- WORK ORDER: The lines to print are the one containing "Where can you find the black pickup" and every line after it through the end of the entries below. Print them exactly and nothing else.

- DATA EXCERPTS:
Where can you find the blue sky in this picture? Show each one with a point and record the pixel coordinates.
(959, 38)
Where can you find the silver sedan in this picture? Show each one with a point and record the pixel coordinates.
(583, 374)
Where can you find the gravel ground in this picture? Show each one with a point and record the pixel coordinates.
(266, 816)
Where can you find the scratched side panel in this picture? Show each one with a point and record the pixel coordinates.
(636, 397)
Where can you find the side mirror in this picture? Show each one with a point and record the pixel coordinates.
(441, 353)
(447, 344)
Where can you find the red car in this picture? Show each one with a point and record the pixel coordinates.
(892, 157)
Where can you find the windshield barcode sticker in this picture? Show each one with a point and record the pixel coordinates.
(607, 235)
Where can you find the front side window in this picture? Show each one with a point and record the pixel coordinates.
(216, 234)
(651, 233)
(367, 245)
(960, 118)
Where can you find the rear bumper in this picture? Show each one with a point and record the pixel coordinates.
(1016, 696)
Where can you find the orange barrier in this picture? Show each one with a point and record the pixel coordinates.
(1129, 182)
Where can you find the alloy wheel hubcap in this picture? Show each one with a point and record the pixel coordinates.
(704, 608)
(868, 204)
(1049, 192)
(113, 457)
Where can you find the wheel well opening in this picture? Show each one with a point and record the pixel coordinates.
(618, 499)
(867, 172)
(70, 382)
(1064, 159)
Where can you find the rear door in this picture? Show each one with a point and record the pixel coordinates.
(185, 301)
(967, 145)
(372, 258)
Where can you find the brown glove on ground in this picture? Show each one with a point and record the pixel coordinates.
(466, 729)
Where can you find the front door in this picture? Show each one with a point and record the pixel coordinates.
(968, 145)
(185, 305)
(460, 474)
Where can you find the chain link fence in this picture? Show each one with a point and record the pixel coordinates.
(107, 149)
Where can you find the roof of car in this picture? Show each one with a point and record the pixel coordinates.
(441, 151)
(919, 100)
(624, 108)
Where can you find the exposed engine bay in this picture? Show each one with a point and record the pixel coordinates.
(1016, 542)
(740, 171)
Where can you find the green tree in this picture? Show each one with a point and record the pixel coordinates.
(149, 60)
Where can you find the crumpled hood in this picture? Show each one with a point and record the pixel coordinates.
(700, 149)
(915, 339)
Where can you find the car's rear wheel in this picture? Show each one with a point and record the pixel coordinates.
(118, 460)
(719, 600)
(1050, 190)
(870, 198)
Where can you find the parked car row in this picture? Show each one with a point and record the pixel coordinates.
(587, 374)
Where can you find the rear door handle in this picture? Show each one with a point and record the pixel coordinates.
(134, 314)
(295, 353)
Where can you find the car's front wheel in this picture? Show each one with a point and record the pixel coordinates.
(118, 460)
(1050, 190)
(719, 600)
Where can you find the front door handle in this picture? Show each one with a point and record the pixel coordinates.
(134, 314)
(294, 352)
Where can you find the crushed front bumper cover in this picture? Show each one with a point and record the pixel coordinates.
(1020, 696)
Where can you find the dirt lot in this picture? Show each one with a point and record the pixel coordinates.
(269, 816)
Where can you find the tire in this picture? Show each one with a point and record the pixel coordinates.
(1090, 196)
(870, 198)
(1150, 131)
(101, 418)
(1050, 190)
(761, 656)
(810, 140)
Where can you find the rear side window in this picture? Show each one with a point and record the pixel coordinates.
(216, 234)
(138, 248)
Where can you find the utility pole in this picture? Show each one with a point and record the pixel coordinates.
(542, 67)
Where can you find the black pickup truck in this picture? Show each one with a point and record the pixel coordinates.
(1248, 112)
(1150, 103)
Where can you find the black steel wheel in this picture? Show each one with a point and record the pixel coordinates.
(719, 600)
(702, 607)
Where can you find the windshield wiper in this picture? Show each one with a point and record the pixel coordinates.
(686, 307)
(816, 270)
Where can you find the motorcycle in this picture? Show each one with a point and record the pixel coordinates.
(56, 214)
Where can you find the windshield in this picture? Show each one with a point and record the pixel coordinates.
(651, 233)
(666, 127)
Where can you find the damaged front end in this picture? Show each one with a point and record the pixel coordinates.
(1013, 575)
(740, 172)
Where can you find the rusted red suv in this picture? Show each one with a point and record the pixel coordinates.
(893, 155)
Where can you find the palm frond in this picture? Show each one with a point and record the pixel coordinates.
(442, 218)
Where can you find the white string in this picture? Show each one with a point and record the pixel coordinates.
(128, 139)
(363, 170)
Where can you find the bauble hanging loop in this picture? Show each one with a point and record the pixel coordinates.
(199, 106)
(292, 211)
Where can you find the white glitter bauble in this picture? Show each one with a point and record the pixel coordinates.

- EXERCISE RESPONSE:
Where can you find the black pickup truck in this picture? Show each one with a point and record the pixel coordinates.
(1248, 112)
(1150, 103)
Where can you find the black steel wheel in this picture? Show each one with a point and record the pixel coordinates.
(719, 600)
(702, 607)
Where can you find the windshield wiper in this picture? Show each one with a point and record the pixel coordinates.
(686, 307)
(816, 270)
Where can you find the motorcycle in this picture? Show each one with a point and record the pixel coordinates.
(56, 214)
Where can you find the windshield in this picture? Show each one with a point and record the pixel coordinates.
(651, 233)
(666, 127)
Where can you find the damaged front end in this picture? Show each one with a point and record the pixel coordinates.
(1013, 575)
(740, 172)
Where can you find the rusted red suv in this picture? Show each one with a point and record the pixel coordinates.
(893, 155)
Where can you find the palm frond in this picture? Show each one with a point and record the pixel coordinates.
(442, 218)
Where can you find the white string in this picture? Show each one with a point and record the pixel coordinates.
(128, 139)
(363, 170)
Where can you find the bauble hanging loop in this picture? Show each one with a point and record the pixel coordinates.
(199, 106)
(292, 211)
Where can you find the white glitter bauble in this picture? Show each one with a point and record the pixel coordinates.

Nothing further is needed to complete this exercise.